* Exercise details *
Copy out all of the data below, replacing every "one pin per instance" with "one point per instance" and keeping everything else the same. Leave the pictures out of your copy.

--- Excerpted data ---

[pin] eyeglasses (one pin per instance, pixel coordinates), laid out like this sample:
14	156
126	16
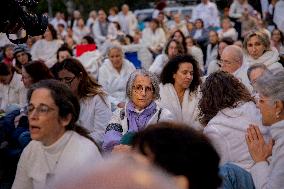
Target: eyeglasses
140	89
40	110
67	80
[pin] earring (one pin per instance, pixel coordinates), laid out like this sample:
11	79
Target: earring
277	115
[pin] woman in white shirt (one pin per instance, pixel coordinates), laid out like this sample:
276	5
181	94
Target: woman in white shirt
59	145
45	49
95	108
180	80
113	75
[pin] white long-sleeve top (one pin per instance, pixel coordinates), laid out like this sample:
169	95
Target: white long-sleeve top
114	82
271	176
227	132
186	112
46	51
95	113
152	39
40	166
159	64
14	93
208	13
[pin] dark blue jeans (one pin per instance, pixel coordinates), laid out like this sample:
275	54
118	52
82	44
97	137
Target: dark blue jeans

---

* The reply *
[pin] eyeglasses (one point per instance, pixel coordinates), laid out like this sample:
14	156
126	16
Target: eyeglasses
140	89
40	110
67	80
[pin] earring (one point per instance, pixel coordinates), laid out like this sample:
11	79
Target: earring
277	115
[pin] woman in white shirt (one point per instance, pixel coordinates), laid out like this sample:
276	5
181	94
Target: woman in white shirt
59	145
45	49
95	108
180	80
113	75
[pin] white long-sleeve top (one point per instance, pixel coordinates), laid out like this sample:
169	95
Target: white long-sleeve top
114	82
271	176
227	132
186	112
46	51
95	113
152	39
40	166
159	64
14	93
208	13
[pin] dark blue jeans (one point per instance, pixel coordinates), laid out like this sample:
275	54
118	52
82	44
97	137
Target: dark blue jeans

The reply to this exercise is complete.